Exercise task —
Reproduce the records below, swapping every occurrence of "pixel coordinates" for "x-y coordinates" and leaving all other text unchanged.

Input records —
#####

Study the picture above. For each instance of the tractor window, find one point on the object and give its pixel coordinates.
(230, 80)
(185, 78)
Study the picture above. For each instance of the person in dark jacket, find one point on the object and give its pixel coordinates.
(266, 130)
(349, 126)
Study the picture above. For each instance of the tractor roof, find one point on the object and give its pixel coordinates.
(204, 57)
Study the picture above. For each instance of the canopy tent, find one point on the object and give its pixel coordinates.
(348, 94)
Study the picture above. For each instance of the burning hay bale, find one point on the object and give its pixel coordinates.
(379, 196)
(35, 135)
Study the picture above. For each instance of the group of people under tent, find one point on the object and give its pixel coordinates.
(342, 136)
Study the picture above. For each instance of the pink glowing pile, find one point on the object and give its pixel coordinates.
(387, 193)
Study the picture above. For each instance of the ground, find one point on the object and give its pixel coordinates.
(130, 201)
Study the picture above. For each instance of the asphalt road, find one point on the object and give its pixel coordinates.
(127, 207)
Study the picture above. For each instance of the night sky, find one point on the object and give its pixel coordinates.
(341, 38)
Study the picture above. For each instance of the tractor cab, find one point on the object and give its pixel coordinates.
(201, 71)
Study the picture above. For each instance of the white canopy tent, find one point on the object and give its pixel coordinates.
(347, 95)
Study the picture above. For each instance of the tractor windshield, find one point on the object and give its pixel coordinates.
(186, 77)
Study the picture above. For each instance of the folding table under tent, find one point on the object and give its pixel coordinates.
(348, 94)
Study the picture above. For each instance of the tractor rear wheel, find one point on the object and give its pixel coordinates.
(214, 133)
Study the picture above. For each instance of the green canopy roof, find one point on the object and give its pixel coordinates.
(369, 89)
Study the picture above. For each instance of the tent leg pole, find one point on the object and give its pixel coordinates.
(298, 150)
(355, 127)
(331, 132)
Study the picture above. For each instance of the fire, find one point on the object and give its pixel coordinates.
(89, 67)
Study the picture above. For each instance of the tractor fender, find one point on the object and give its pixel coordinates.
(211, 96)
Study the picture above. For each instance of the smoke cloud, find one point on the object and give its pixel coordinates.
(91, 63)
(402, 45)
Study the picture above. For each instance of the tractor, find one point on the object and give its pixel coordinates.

#####

Correct output —
Study the picture above. For each instance of the tractor window, find one point on the object and give its x-y coordinates.
(230, 80)
(185, 78)
Study the picture above. For each instance of the person in dark jacket, find one point on the object and give its x-y coordinates.
(266, 130)
(349, 126)
Study the picture above. For each instance of the tractor roof, find one point on the object and give its x-y coordinates.
(204, 57)
Study the picture above. For each instance of the canopy tent, find one point on the object and give its x-y coordinates.
(348, 94)
Study the picture above. For each instance of the burning hay bale, find one point on the object and give its x-y coordinates.
(379, 196)
(35, 135)
Study the picture above. For each instance of the group of people under tent, find one point on the object and give its x-y coordinates.
(342, 136)
Study the picture above. For each instance of the pink glowing pile, find one point on the object and give its x-y coordinates.
(387, 193)
Study the picture above. For each instance of the ground, find one point on the object and give its x-y coordinates.
(130, 201)
Study the picture above. For each instance of the asphalt road, find one point on the object and give its x-y coordinates.
(127, 207)
Study the picture above. For each instance of the night sky, find one point on the object and give its x-y coordinates.
(341, 38)
Study the picture above. For each instance of the tractor cab, find one point on the object and give its x-y coordinates.
(201, 71)
Study the picture above. For each instance of the white canopy tent, find one point on the object and give its x-y coordinates.
(347, 95)
Study the picture above. For each instance of the tractor windshield, find one point on the object and give its x-y coordinates.
(186, 77)
Study the picture above. For each instance of the folding table under tent, find one point on the object and give its x-y coordinates.
(348, 94)
Study the picture above. For each instance of the tractor rear wheel, find one point on the object and give its x-y coordinates.
(214, 133)
Study the picture above. For each instance of the green canopy roof, find one point on the object and give its x-y coordinates.
(369, 89)
Study the picture above. For each instance of the tent leg pole, find one point on the object and give its x-y coordinates.
(298, 150)
(355, 127)
(331, 132)
Study the picture above. For each instance of the fire, find one point on the object and give its x-y coordinates.
(89, 67)
Study the picture above. For each instance of the tractor fender, find one point on the object and give its x-y coordinates.
(211, 96)
Study the picture above. For each instance of the smoke cloud, find one point on the object and give its x-y coordinates.
(91, 63)
(402, 45)
Study the picture above. For each instance of the tractor, find one point on the object and give its x-y coordinates.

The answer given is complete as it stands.